A elegância de um argumento liberal sobre a defesa da imprensa e da verdade (o reforço do ‘logos’). 

E, a terminar, a certeza de que há «um novo dia no horizonte». É difícil não olhar para isto como um bom slogan de candidatura presidencial em 2020. 

O discurso de Oprah permite fazer duas avaliações sobre a dinâmica do processo político americano. 

No curto prazo, Oprah emerge como uma figura eletrizante para uma parte do eleitorado democrata órfã de liderança em ano de eleições intercalares – recorde-se que, desde Truman, o partido do presidente de turno perde, em média, 28 lugares, o suficiente para os democratas recuperarem o controlo da agenda legislativa.   

No longo prazo, é curioso avaliar a transformação da política numa espécie de passadeira vermelha para apresentadores, cantores, desportistas ou milionários. 

A relação das celebridades com a política não é nova. Nem, tão pouco, é coisa americana. 

Cicciolina, profissional de filmes para adultos, foi eleita para o parlamento italiano. Berlusconi chegou ao lugar de primeiro-ministro. Ksenia Sobchak, a ‘Paris Hilton’ russa, diz que é ‘alternativa’ a Vladimir Putin. Até a gelada Finlândia elegeu o flamejante Ari Vatanen para deputado europeu. A América teve Ronald Reagan (como presidente) e Arnold Schwarzenegger (governador da Califórnia). Todos veteranos se o barómetro da experiência política são Oprah ou Trump. 

O sucesso das celebridades explica-se por serem o oposto dos políticos. Elas contam histórias de sucesso, são populares (algumas também populistas), trazem novidade e são quase sempre marcas com valor aspiracional. Isso basta para que muitos eleitores criem a sua identificação num tempo de glorificação imediata. Quando o processo político é condicionado pelo número de likes, a democracia é reduzida a uma forma de entretenimento. 

Volto a Adlai Stevenson, que acabaria mesmo por concorrer à presidência – sem sucesso. 

2020 está longe. E num duelo de celebridades pela Casa Branca, Oprah até pode vir a ter uma maioria contra Trump. Mas isso não chega. Olhando para o futuro da república americana, do Partido Democrata e da própria, Oprah precisa que a sua decisão seja coisa mais inteligente a fazer.

## Excerto dos dados
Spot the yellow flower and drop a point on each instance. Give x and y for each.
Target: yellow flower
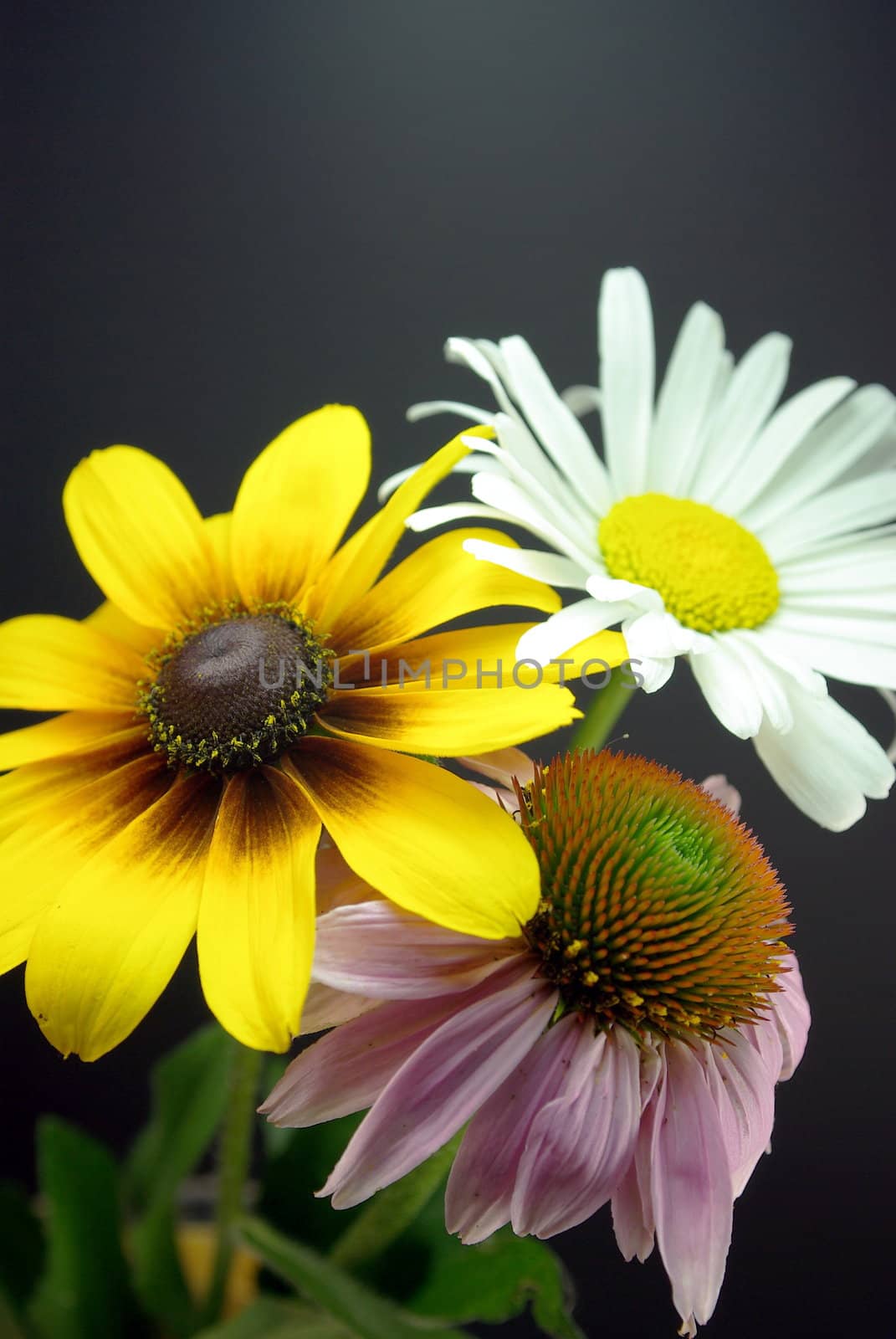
(185, 785)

## Tarefa do exercício
Com base no bloco de texto, explique em uma a três frases por que motivo as celebridades têm sucesso na política.

## Resposta
As celebridades têm sucesso por serem o oposto dos políticos: contam histórias de sucesso, são populares, trazem novidade e são quase sempre marcas com valor aspiracional. Isso basta para que muitos eleitores criem a sua identificação com elas num tempo de glorificação imediata.